**Provided passage**.
Technically, I'm trading N*0(1) operations needed to track line and column while consuming each character to M*0(log(n)) operations when calculating them on demand. N = number of characters, n is number of lines and M is number of actual usages of Location. My assumption is that M << N (M is much smaller than N).
May 11, 2012
On Friday, 11 May 2012 at 12:20:27 UTC, Roman D. Boiko wrote:
> On Friday, 11 May 2012 at 12:13:53 UTC, alex wrote:
>> Mono-D is written in C#, VisualD uses D -- so it actually should be easier to integrate into the second one :)
> Sorry, I meant D-IDE. But there might exist the reason to consume D implementation from C# also. I would happily collaborate to make it usable for that.
Oops D-IDE is also C#...
May 11, 2012
On 2012-05-11 15:30, Rory McGuire wrote:
> ? my guess is that the spec is TDPL + TDPL errata. dlang.org
> <http://dlang.org> should be updated as people notice inaccuracies.
> This project would be an ideal time to update dlang.org
> <http://dlang.org> as people notice its not in sync with TDPL.
> If TDPL doesn't cover it then the community should review it.
>

None of these are in sync.

-- 
/Jacob Carlborg

Pointing dataset records:
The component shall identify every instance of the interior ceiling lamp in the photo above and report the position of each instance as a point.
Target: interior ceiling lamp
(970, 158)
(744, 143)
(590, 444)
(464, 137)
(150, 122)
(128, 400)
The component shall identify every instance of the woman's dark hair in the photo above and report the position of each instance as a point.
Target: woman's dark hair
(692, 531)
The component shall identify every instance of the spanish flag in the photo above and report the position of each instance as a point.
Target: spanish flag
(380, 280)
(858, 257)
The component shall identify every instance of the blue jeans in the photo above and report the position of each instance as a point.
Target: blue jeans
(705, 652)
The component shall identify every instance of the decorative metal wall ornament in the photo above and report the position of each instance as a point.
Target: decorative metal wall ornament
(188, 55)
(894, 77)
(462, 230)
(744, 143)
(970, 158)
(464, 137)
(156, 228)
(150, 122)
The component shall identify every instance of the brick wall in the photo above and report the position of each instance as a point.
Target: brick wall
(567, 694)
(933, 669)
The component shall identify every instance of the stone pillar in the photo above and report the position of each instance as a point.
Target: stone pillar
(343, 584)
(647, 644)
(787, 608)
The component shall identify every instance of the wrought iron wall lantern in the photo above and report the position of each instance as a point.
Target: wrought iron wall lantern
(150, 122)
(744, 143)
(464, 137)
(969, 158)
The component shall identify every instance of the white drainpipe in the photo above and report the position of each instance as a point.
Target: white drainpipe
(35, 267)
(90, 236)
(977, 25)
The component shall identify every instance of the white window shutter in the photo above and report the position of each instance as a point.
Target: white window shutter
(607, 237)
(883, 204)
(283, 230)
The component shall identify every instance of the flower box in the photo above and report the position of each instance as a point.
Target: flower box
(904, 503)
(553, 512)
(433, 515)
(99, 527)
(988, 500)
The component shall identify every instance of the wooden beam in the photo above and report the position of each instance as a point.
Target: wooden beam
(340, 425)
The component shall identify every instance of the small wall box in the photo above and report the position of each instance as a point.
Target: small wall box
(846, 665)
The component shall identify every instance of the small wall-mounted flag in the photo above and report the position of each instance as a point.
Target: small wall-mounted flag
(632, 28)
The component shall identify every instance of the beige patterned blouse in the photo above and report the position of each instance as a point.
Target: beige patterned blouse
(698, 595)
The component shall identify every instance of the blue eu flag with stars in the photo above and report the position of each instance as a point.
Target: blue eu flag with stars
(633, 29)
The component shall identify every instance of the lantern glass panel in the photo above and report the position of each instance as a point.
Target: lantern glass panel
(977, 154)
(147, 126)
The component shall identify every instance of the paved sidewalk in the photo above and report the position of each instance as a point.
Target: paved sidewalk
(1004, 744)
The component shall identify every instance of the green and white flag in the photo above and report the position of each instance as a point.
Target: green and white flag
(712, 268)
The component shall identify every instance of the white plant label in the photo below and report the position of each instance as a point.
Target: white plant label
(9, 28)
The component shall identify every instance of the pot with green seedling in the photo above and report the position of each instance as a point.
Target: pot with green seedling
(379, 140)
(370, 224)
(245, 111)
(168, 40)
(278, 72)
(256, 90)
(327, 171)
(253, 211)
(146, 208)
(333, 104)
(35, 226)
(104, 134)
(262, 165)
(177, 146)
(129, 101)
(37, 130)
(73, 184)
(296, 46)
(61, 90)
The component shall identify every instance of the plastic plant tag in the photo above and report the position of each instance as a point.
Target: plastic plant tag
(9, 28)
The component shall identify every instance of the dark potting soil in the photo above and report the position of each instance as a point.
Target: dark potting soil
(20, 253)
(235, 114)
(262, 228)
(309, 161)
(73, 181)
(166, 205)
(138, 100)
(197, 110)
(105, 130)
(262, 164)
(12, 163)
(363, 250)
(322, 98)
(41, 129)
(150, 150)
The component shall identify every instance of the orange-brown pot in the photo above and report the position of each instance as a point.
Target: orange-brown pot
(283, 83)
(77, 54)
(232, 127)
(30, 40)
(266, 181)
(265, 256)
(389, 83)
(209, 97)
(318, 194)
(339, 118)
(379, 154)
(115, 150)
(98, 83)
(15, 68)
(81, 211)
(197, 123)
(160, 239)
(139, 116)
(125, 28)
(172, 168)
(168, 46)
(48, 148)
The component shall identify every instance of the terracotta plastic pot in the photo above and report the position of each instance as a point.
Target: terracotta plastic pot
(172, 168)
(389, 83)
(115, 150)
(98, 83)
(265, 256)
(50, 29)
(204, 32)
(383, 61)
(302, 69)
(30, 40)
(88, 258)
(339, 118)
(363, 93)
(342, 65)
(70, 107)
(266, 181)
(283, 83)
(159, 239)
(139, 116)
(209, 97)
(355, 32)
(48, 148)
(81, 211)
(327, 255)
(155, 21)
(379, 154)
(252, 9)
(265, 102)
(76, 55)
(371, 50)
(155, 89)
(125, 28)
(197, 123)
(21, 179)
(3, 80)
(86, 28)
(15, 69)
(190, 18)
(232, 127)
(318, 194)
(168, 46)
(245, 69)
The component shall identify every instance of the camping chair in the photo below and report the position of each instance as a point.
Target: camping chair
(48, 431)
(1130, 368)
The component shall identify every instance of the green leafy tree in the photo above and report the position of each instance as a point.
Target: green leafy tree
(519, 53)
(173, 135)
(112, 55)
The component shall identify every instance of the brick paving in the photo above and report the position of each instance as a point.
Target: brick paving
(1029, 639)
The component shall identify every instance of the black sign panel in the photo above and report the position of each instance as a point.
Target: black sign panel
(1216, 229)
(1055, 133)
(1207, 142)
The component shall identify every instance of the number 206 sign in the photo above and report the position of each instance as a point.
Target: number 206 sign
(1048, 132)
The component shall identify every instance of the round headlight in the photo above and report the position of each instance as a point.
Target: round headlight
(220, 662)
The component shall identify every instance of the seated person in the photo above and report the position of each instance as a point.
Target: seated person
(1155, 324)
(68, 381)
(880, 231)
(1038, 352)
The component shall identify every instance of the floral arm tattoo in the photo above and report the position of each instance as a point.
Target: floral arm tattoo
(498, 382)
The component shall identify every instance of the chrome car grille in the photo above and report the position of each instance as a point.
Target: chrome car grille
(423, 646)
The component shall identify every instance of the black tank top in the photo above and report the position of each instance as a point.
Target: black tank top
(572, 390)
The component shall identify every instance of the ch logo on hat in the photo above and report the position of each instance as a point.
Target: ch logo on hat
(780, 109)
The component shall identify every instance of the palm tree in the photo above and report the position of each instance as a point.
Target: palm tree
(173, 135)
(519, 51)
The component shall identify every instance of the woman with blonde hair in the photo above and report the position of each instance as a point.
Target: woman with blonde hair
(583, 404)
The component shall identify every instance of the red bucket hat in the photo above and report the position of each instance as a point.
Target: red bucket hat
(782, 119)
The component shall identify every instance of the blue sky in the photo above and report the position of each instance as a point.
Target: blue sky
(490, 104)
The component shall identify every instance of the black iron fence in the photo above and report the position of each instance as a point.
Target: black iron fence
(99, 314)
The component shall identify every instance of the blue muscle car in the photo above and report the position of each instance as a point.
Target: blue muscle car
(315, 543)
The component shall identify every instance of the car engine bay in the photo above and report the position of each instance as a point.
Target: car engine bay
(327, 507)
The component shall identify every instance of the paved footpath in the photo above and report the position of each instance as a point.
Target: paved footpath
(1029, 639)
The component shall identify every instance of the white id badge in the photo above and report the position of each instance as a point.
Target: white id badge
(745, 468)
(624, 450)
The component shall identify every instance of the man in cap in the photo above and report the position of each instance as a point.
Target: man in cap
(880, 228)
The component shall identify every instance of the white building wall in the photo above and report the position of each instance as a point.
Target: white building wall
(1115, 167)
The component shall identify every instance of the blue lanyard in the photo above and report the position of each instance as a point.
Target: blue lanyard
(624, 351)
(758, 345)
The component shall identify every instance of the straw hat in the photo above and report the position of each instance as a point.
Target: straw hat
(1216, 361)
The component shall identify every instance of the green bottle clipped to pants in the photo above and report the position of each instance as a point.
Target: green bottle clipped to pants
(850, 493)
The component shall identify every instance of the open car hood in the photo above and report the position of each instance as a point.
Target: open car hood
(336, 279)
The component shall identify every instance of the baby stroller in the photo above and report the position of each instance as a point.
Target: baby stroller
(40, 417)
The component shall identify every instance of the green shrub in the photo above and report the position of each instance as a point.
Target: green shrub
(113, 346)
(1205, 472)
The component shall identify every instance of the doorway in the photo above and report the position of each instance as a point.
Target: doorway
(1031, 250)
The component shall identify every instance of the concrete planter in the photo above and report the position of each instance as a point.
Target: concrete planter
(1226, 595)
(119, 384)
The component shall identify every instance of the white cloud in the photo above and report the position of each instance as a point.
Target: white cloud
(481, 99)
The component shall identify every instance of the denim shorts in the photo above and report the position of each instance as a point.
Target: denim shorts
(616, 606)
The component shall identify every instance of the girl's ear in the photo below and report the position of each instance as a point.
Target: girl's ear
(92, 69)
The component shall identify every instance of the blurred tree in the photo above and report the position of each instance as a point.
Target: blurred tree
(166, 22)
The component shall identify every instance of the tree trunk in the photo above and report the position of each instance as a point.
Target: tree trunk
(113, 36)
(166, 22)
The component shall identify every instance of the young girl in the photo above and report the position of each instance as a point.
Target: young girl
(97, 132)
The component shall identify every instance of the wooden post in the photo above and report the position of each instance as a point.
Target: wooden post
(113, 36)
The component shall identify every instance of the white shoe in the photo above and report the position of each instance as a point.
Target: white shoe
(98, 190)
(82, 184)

**Requirements**.
[A] Does each statement agree with the forum thread? Answer yes or no for each, and quote the deciding words. (i) Mono-D is written in C#. (ii) VisualD is written in C#. (iii) The writer assumes M is much smaller than N.
[B] Name every person the forum thread identifies as writing a message.
[C] Reproduce word for word the part of the forum thread that opens with the words containing "Oops D-IDE is" and closes with "sync with TDPL.".

**Per-task outputs**.
[A]
(i) Yes: "Mono-D is written in C#"
(ii) No: "VisualD uses D"
(iii) Yes: "My assumption is that M << N (M is much smaller than N)."

[B] Roman D. Boiko, alex, Rory McGuire, Jacob Carlborg

[C]
Oops D-IDE is also C#...
May 11, 2012
On 2012-05-11 15:30, Rory McGuire wrote:
> ? my guess is that the spec is TDPL + TDPL errata. dlang.org
> <http://dlang.org> should be updated as people notice inaccuracies.
> This project would be an ideal time to update dlang.org
> <http://dlang.org> as people notice its not in sync with TDPL.